Written request:
Take the line that contains "Target: red book" and all lines after it, up to and including the last line of the data, and write them out exactly; nothing else belongs in the answer.

● ● ● ●

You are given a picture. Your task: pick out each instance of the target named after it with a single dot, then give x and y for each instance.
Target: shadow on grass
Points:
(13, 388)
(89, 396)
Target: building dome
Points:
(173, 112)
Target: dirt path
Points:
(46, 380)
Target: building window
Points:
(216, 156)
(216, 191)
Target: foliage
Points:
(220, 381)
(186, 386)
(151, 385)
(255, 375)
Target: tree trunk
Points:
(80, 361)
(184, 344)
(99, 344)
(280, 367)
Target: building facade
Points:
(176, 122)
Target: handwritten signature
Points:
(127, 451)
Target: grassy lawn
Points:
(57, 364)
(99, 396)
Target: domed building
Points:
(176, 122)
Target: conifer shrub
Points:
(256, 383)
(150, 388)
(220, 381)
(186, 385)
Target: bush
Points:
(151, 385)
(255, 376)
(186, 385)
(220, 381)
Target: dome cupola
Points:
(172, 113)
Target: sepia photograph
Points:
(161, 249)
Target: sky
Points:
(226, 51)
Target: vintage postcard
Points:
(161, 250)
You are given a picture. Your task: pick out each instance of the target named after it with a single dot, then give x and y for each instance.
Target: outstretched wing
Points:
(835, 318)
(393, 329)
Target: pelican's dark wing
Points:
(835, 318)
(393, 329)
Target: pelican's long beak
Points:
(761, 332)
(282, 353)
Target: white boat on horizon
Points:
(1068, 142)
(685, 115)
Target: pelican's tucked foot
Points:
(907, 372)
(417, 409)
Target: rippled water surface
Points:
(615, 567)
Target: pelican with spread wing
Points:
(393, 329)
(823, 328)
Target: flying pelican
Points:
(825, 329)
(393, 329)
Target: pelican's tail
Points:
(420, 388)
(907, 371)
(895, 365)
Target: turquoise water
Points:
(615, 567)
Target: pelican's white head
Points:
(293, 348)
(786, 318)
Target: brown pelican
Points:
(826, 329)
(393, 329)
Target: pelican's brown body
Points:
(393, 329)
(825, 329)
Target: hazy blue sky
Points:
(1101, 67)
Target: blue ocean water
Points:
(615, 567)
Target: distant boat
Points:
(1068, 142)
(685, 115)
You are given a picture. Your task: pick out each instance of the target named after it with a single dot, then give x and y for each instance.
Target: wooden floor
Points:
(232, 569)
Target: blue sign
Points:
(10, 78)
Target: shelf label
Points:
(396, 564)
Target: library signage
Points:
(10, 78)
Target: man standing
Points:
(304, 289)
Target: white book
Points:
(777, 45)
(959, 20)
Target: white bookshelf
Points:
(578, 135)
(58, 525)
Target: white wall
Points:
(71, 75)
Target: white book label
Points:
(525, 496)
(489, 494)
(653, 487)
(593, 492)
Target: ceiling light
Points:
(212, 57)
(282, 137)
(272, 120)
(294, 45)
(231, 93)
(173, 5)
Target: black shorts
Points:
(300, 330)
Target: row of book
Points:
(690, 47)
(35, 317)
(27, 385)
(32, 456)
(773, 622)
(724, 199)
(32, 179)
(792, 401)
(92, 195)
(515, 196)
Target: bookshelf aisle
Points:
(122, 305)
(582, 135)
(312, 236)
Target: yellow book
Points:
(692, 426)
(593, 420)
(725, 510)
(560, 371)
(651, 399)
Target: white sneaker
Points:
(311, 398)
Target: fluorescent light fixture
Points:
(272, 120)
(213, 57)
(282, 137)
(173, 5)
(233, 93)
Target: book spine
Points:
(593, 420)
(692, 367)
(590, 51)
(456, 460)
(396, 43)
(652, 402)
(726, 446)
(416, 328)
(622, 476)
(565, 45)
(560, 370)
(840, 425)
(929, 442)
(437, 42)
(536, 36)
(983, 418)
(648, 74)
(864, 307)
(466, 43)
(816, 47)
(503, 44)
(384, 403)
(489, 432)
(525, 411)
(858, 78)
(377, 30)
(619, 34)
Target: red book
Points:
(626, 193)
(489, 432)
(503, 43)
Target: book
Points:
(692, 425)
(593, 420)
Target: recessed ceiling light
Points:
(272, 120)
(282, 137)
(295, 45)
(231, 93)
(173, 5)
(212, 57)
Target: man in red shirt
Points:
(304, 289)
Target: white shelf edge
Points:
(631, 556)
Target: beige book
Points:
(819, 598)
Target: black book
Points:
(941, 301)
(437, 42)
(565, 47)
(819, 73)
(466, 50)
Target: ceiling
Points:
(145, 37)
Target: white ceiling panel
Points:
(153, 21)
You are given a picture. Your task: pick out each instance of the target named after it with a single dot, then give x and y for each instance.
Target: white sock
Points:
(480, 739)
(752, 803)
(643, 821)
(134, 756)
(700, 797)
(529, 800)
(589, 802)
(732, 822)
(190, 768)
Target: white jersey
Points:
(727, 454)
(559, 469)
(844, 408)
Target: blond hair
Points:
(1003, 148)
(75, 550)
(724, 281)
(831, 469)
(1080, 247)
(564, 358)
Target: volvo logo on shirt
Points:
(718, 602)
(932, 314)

● ● ● ●

Solution to the exercise:
Target: red book
Points:
(626, 193)
(489, 432)
(503, 43)
Target: book
Points:
(692, 425)
(593, 420)
Target: recessed ceiling light
Points:
(272, 120)
(282, 137)
(295, 45)
(231, 93)
(173, 5)
(212, 57)
Target: man in red shirt
Points:
(304, 289)
Target: white shelf edge
Points:
(631, 556)
Target: beige book
Points:
(819, 598)
Target: black book
Points:
(941, 301)
(437, 42)
(565, 47)
(819, 73)
(466, 50)
Target: ceiling
Points:
(145, 37)
Target: white ceiling panel
Points:
(153, 21)
You are given a picture. Your task: pick out each instance of the target named after it with a single dot, then give x and y for each instance.
Target: white sock
Points:
(480, 739)
(752, 803)
(643, 821)
(134, 756)
(700, 797)
(529, 800)
(589, 802)
(732, 822)
(190, 768)
Target: white jersey
Points:
(727, 454)
(559, 469)
(844, 408)
Target: blond hair
Points:
(1003, 148)
(75, 550)
(724, 281)
(831, 469)
(1080, 247)
(564, 358)
Target: volvo logo on shirt
Points:
(718, 602)
(932, 314)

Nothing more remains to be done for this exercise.